### [WHAT YOU SHOULD DO]
Can you format the lines in the entries below as a JSON list of strings, one string per line with blank lines left out, starting at the line that contains "mark: the rock face" and ending at the last line of the entries, both included?

╭─ RECORDS SHOWN

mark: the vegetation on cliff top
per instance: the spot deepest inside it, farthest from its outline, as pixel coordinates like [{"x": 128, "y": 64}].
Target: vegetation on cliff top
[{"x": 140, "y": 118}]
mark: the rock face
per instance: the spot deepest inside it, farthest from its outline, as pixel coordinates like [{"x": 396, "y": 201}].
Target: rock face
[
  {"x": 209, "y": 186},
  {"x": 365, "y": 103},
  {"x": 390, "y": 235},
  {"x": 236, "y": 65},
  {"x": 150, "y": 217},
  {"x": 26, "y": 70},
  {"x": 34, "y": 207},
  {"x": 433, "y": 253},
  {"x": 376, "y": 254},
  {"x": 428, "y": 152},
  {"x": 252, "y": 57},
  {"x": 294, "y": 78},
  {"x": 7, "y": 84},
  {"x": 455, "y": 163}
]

╰─

### [TASK RESULT]
[
  "mark: the rock face",
  "per instance: the spot deepest inside it, farthest from its outline, as pixel coordinates like [{\"x\": 396, \"y\": 201}].",
  "Target: rock face",
  "[",
  "  {\"x\": 209, \"y\": 186},",
  "  {\"x\": 365, \"y\": 103},",
  "  {\"x\": 390, \"y\": 235},",
  "  {\"x\": 236, \"y\": 65},",
  "  {\"x\": 150, \"y\": 217},",
  "  {\"x\": 26, \"y\": 70},",
  "  {\"x\": 34, \"y\": 207},",
  "  {\"x\": 433, \"y\": 253},",
  "  {\"x\": 376, \"y\": 254},",
  "  {\"x\": 428, \"y\": 152},",
  "  {\"x\": 252, \"y\": 57},",
  "  {\"x\": 294, \"y\": 78},",
  "  {\"x\": 7, \"y\": 84},",
  "  {\"x\": 455, \"y\": 163}",
  "]"
]